▸ **Texte extrait**
#####
Au sortir du "Grand Débat", revenons sur la façon dont, sous la IIIe République, chaque bord politique s’efforçait d’instrumentaliser les cahiers de 1789 à son propre profit.

Echos des Lumières est un nouveau projet animé par des doctorants en histoire moderne, destiné à explorer les relations entre l'actualité et le XVIIIe siècle. 

 

Les États Généraux de 1789 incarnent dans la mémoire sociale un moment fondateur de la démocratie française. Pour la première fois depuis 1614, les différents ordres de la société, noblesse, clergé et Tiers-État, étaient appelés à s’assembler aux échelons les plus locaux de la nation pour formuler leurs plaintes et leurs exigences, leurs revendications et leurs rêves. À l’heure où les conclusions du « grand débat » de 2019 sont portées à la connaissance des citoyens, et où la raison publique interroge le mode de recueil et d’analyse des opinions, plusieurs questionnements s’ouvrent à l’historien.

 

Histoire et historiographie

Nous pourrions revenir d’un point de vue historique, sur le contenu des cahiers où le peuple de 1789 exprima ses doléances. Nous montrerions alors, avec Roger Chartier et Philippe Grateau, que ces textes témoignent d’une diffusion sensible de la pensée des Lumières dans la société du XVIIIème siècle et que les idées d’égalité, de liberté et de bonheur figuraient bel et bien aux premiers rangs des préoccupations populaires. Nous pourrions encore arguer, comme le faisaient André Lichtenberger ou Jean Jaurès au début du XXème siècle, que les cahiers du Tiers se montrèrent en définitive assez timorés sur la question sociale, mais que, sans revendiquer un bouleversement des structures de propriété, ils exigeaient un premier « droit au travail » et s’élevaient contre les privilèges.
#####
Éléments enregistrés du jeu de données:

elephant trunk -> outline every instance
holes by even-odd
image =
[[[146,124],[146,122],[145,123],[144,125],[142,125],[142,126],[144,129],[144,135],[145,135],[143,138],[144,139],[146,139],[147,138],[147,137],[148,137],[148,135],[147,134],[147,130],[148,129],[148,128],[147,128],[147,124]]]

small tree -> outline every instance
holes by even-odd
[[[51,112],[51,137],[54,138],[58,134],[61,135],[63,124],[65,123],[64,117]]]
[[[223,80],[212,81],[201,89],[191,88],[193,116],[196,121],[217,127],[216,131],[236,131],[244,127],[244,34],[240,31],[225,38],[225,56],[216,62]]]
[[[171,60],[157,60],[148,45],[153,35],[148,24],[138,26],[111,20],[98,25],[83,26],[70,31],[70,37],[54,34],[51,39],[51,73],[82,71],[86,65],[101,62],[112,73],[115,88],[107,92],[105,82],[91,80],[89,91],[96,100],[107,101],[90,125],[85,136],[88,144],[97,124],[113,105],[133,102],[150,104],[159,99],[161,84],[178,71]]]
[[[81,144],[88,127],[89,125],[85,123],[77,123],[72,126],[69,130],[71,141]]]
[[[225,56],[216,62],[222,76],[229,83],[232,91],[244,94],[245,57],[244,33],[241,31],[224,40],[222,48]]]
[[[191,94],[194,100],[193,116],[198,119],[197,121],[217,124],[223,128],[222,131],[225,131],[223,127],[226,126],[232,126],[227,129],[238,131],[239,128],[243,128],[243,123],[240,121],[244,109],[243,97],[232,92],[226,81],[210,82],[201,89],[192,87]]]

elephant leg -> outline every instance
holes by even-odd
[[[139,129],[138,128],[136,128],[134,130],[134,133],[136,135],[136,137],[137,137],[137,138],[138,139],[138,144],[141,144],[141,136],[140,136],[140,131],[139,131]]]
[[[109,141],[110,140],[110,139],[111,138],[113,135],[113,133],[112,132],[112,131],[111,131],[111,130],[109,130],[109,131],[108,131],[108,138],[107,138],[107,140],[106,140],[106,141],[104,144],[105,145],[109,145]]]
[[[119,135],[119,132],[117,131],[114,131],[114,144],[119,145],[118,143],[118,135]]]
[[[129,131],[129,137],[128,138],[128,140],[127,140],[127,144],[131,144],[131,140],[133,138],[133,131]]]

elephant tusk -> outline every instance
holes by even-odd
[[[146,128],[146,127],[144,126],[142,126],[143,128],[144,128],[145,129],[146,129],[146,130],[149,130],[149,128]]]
#####
▸ **Défi 1**
Reproduisez le passage du texte sur les cahiers de doléances, depuis « Au sortir du » jusqu'à « son propre profit. » inclus.
▸ **Défi 2**
Donnez la suite du texte sur les cahiers de doléances de 1789, à partir de sa dernière phrase.
On peut se passer des lignes.

▸ **Réponse rédigée 1**
Au sortir du "Grand Débat", revenons sur la façon dont, sous la IIIe République, chaque bord politique s’efforçait d’instrumentaliser les cahiers de 1789 à son propre profit.

▸ **Réponse rédigée 2**
Nous proposons ici une réflexion différente, de nature historiographique, – l’historiographie étant entendue comme l’étude des manières d’écrire l’histoire et des usages politiques du passé, – portant sur les usages politiques des cahiers de doléances de 1789 au cours des premières décennies de la Troisième République. Par leur nombre, ces 60 000 cahiers représentent une masse colossale de contributions au débat impulsé par la monarchie française pour justifier ses réformes – fiscales, notamment. Devant cette infinie collection de points de vue, tantôt répétitifs, tantôt divergents, il était donc tentant, pour les acteurs de la fin du XIXème siècle, de « faire parler » ce peuple de 1789, de sélectionner et d’agencer ces propositions tirées du passé dans un sens conforme à leur propre projet de société.

 

La République et son histoire

Au cours de ses premières décennies d’existence, la Troisième République, proclamée le 4 septembre 1870 aux lendemains de la défaite de Sedan face aux forces prussiennes, peut craindre pour son avenir. Avant elle, les deux premières expériences républicaines n’ont tenu que onze et quatre ans (1792-1804 ; 1848-1852). Cernée de bonapartistes nostalgiques de l’Empire, d’orléanistes et de légitimistes partisans d’une restauration monarchique, la Troisième République cherche à se légitimer et, pour ce faire, elle s’ancre dans l’histoire, en construisant une généalogie qui l’érige en héritière de la Révolution française. Dès lors, 1789 devient l’alpha et l’oméga de la grammaire politique. C’est au prisme de la Révolution que l’on analyse l’actualité politique. Tout discours public sur les événements révolutionnaires devient du même coup un jugement sur le régime républicain.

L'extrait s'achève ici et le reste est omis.